### [Exercise tasks]
[1] In the forum thread about recording a fight in the store, who was the video sent to?
[2] Write the next part of the forum thread about recording a fight in the store, starting right after its last line.

-- START OF Page text --

# Recording A fight in the store



## Workinggirl1234 (Jan 22, 2021)

A team member of mine was recording an incident at our store and is now being put on CA for it. In the handbook it says nothing about recording or taking pictures of something. The video was only sent to two managers. Is this allowed to be put on CA or possibly fired. Need answers quick!


----------



## checklane01 (Jan 22, 2021)

Were they on the clock? You shouldn't be using your phone on the floor while on the clock unless you're helping a guest. It can be considered loafing, which is a CCA and fireable offense. Additionally, there shouldn't be a reason that a TM had to record the fight, for what purpose? We have cameras for a reason lol.


----------



## Workinggirl1234 (Jan 22, 2021)

checklane01 said:


> Were they on the clock? You shouldn't be using your phone on the floor while on the clock unless you're helping a guest. It can be considered loafing, which is a CCA and fireable offense. Additionally, there shouldn't be a reason that a TM had to record the fight, for what purpose? We have cameras for a reason lol.


yes they were, a manger asked them to record it though and they have proof of it.


----------



## checklane01 (Jan 22, 2021)

Workinggirl1234 said:


> yes they were, a manger asked them to record it though and they have proof of it.


I find that hard to believe. But if it is, they need to talk to their ETL HR or SD so that leader can get talked to you. There's literally no reason for the TM to record it, not to mention it looks really bad from the public's perspective. Assuming the fight was guest on guest, a leader or AP should have called the police and dealt with it from there.


----------



## Amanda Cantwell (Jan 22, 2021)

Workinggirl1234 said:


> A team member of mine was recording an incident at our store and is now being put on CA for it. In the handbook it says nothing about recording or taking pictures of something. The video was only sent to two managers. Is this allowed to be put on CA or possibly fired. Need answers quick!

-- END OF Page text --
-- START OF Data excerpt --

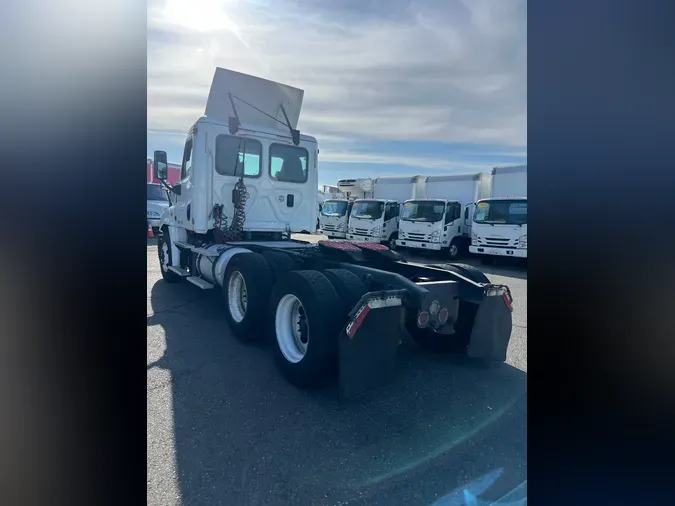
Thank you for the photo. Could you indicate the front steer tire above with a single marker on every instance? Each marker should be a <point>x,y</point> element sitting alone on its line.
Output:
<point>258,280</point>
<point>319,300</point>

-- END OF Data excerpt --

### [Expected outputs]
[1] Only two managers.

[2]
Actually in the handbook it  says not to do this. I don’t have it on me but I def remember a section about recording, it’s a no no because we don’t have permission so it’s a lawsuit waiting to happen.

Ap has a million cameras, no reason we ourselves need to record.


----------



## DBZ (Jan 22, 2021)

We were told in orientation never to record or photograph a guest. It was made clear that it was a very bad thing to do.


----------



## Hardlinesmaster (Jan 22, 2021)

The tm recording violated social media policy.


----------



## buliSBI (Jan 22, 2021)

lts Target...there are cameras almost everywhere


----------



## allnew2 (Jan 22, 2021)

buliSBI said:


> lts Target...there are cameras almost everywhere


No audio tho


----------



## NKG (Jan 22, 2021)

We aren't live pd so you can't record as tm. Sorry your friend dumbbb


----------



## Bufferine (Jan 23, 2021)

Noone can record or take pictures. Not guest or people working for Target. 100% not allowed for security purposes. Target is private property. Maybe not enforced all the time but it’s the rules.


----------



## Fluttervale (Jan 23, 2021)

Just don't do it again.  When you're on the clock it's Target recording, not you.  Target has different rules they have to follow than the average citizen.


----------



## buliSBI (Jan 23, 2021)

As you say a TL was there, it was their job to document the event and be the witness.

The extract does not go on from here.